──────── Items ────────
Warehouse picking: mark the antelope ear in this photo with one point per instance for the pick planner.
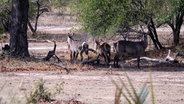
(73, 34)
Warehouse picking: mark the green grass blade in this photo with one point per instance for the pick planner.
(121, 91)
(152, 89)
(133, 89)
(127, 90)
(143, 93)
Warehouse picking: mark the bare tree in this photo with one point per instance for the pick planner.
(18, 28)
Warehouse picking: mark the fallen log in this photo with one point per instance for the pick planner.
(167, 59)
(51, 54)
(91, 61)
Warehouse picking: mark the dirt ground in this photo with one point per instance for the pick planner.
(88, 84)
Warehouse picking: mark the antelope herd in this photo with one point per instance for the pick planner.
(122, 49)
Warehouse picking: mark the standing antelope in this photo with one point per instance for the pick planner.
(103, 50)
(76, 47)
(128, 48)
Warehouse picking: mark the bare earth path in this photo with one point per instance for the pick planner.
(94, 86)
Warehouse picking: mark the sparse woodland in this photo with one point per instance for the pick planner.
(75, 40)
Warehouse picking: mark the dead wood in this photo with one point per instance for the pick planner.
(62, 66)
(91, 61)
(51, 54)
(167, 59)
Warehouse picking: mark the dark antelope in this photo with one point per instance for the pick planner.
────────
**Exercise instructions**:
Pictures are excluded; output everything else in the data verbatim.

**Solution**:
Warehouse picking: mark the antelope ear in this photo with one point per instance for the pick planner.
(73, 34)
Warehouse picking: mark the green grass blade in this photo with one point per instance for the pick planner.
(121, 91)
(152, 89)
(133, 89)
(127, 90)
(143, 93)
Warehouse picking: mark the bare tree in this photo with one point per instance for the pick planner.
(18, 28)
Warehouse picking: mark the fallen log in this photo with one point per instance for the pick planner.
(167, 59)
(51, 54)
(91, 61)
Warehouse picking: mark the dirt ground in this photo with one point per instance for the pick planner.
(88, 84)
Warehouse picking: mark the antelope herd in this photo with one point per instance for the pick planner.
(122, 49)
Warehouse picking: mark the standing antelope in this photo with one point per instance for the pick planner.
(103, 50)
(76, 47)
(128, 48)
Warehouse picking: mark the bare earth path in this photo with one point per instance for the pick planner.
(94, 86)
Warehouse picking: mark the sparse woodland in this photo with one point per instance for the pick planner.
(75, 40)
Warehouse picking: mark the dead wood in this photo with one point per instance for the pick planner.
(62, 66)
(91, 61)
(51, 54)
(167, 59)
Warehouse picking: mark the dark antelope in this photo with one point per instance for the pick planner.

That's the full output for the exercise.